Dataset rows showing where objects appear:
-----

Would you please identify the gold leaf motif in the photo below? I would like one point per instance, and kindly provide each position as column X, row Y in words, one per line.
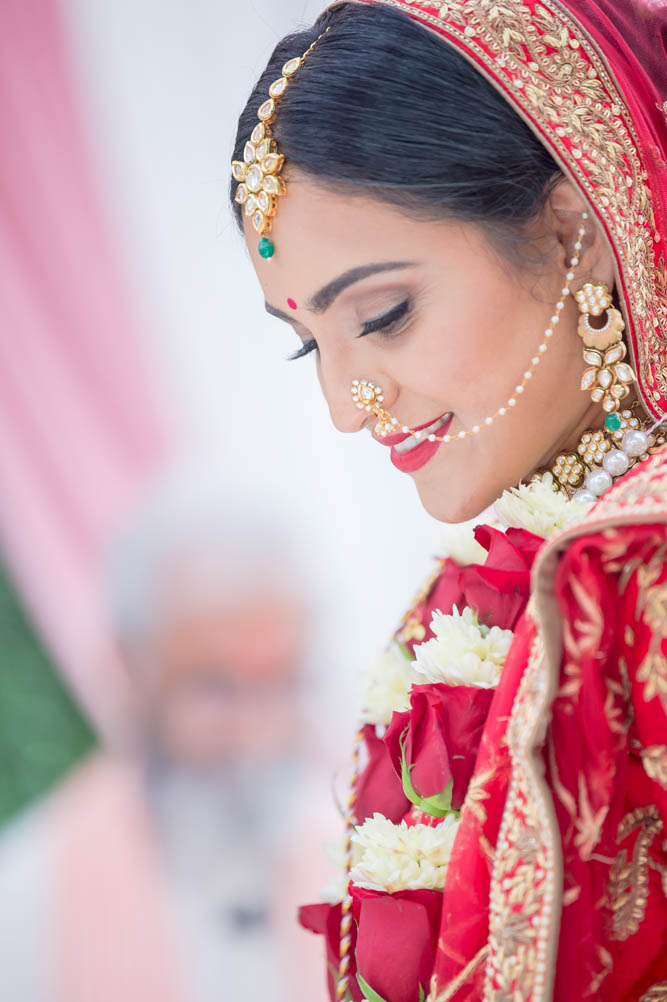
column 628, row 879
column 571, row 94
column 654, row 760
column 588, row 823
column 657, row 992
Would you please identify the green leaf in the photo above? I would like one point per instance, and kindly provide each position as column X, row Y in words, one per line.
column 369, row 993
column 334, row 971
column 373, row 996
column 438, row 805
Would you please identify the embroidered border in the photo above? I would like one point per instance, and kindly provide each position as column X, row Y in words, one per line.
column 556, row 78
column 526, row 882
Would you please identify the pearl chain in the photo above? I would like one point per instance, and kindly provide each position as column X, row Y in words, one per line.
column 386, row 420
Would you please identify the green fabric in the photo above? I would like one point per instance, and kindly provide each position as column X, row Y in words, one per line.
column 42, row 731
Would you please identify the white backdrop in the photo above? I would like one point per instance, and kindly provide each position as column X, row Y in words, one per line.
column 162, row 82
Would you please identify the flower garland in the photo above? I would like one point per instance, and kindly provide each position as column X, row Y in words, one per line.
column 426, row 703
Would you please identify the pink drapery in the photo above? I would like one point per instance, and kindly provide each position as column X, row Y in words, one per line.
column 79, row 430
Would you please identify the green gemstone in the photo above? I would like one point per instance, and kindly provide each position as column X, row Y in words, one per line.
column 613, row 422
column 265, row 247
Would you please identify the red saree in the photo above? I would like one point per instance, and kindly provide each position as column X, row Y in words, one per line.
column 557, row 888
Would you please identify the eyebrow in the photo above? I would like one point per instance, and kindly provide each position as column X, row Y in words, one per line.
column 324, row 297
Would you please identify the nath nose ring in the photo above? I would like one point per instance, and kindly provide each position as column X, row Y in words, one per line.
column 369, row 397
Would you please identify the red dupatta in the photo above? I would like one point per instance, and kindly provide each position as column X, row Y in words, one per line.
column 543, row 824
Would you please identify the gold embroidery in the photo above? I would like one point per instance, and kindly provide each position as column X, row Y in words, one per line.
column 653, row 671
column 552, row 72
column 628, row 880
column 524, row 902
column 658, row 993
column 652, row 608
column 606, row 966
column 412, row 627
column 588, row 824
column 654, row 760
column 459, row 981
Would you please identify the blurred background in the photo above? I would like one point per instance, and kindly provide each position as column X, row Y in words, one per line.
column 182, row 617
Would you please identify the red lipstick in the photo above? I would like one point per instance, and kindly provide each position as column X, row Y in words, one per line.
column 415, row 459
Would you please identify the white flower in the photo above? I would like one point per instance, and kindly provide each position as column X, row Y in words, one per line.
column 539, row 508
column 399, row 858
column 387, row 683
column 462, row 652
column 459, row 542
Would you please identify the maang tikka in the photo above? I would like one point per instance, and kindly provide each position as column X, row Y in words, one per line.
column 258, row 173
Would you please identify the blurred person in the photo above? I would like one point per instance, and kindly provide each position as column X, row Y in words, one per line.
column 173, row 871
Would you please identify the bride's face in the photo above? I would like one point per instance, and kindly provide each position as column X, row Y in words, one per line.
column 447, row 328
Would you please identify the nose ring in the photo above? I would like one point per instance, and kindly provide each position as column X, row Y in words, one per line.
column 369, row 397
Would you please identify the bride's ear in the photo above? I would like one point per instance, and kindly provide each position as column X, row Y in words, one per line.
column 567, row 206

-----

**Set exercise**
Update the listing lines between the one holding "Would you please identify the green leaf" and the one holding "column 526, row 882", inclusive, so that "embroidered" becomes "stitched" and nothing else changes.

**Response to the exercise**
Would you please identify the green leaf in the photo above? I would like one point per instance, and kindly provide each position as column X, row Y in words, one per line.
column 369, row 993
column 334, row 971
column 373, row 996
column 438, row 805
Would you please identify the stitched border in the photo above? I would like one point per instance, and kindly provide each position as column X, row Y in words, one per line.
column 556, row 78
column 526, row 882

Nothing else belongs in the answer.